Task instructions - Count the lines in the items below that contain the string "mantel", and reply with the number alone.

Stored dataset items
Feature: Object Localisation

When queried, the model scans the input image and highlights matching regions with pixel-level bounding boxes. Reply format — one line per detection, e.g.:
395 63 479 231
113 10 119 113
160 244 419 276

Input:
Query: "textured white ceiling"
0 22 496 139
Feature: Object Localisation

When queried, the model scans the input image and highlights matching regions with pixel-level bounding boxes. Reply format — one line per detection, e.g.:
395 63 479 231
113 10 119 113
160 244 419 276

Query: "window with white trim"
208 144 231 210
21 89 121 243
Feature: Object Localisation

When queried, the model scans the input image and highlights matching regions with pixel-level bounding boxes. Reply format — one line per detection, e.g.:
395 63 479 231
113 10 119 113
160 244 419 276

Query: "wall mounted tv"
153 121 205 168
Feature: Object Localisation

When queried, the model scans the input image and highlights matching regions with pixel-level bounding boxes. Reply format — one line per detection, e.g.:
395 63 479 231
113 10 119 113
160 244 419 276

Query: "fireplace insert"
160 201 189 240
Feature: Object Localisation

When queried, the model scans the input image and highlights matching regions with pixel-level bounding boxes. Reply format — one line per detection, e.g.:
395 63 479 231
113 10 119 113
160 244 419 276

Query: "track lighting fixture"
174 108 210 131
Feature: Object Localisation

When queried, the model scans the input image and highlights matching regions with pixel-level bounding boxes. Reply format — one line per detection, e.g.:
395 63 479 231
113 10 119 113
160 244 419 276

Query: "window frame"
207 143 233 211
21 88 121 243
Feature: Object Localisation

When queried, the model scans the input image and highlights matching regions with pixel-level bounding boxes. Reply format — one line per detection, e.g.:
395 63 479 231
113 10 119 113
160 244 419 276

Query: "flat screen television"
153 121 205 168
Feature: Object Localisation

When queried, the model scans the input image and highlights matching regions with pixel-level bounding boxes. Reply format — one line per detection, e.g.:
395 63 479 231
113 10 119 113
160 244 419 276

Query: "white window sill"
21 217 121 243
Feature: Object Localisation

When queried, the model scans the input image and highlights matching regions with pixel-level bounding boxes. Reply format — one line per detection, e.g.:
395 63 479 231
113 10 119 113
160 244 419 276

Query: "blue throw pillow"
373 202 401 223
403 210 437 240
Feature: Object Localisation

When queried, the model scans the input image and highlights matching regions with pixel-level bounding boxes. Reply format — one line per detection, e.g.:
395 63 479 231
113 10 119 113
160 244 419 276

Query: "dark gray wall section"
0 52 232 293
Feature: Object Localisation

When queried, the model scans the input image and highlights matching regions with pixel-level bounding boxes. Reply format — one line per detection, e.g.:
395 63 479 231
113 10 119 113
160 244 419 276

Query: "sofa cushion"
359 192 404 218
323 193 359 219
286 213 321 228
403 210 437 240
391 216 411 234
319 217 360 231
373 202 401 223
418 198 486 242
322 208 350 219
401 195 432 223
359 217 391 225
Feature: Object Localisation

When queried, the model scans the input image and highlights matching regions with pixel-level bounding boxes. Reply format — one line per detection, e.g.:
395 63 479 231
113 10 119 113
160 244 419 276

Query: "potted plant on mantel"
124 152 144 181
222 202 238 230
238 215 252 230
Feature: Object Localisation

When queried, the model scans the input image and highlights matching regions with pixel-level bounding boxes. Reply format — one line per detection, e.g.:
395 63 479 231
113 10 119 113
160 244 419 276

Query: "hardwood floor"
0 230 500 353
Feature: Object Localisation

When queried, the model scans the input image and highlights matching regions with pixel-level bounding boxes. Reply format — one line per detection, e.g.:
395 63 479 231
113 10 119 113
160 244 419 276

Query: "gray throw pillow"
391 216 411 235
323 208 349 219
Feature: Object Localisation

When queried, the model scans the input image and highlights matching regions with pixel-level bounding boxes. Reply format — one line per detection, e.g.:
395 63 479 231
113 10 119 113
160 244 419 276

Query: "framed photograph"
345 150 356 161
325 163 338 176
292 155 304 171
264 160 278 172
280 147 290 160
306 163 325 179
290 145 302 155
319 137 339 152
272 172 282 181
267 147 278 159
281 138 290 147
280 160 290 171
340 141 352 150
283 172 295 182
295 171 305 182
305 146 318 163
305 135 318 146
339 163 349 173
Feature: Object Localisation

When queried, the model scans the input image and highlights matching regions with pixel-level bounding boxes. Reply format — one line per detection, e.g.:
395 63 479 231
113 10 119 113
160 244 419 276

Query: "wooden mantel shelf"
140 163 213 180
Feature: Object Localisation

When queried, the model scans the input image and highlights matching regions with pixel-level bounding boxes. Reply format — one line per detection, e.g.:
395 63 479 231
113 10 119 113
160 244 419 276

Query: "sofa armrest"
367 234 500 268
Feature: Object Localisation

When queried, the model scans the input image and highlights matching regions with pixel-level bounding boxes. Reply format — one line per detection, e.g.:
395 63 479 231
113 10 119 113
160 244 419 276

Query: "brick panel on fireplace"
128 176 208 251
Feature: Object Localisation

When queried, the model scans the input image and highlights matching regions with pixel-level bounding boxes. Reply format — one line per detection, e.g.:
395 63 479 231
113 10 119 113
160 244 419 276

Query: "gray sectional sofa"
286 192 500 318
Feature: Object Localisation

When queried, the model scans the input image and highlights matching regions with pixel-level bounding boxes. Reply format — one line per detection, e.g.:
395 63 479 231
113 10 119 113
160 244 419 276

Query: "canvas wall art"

Full solution - 2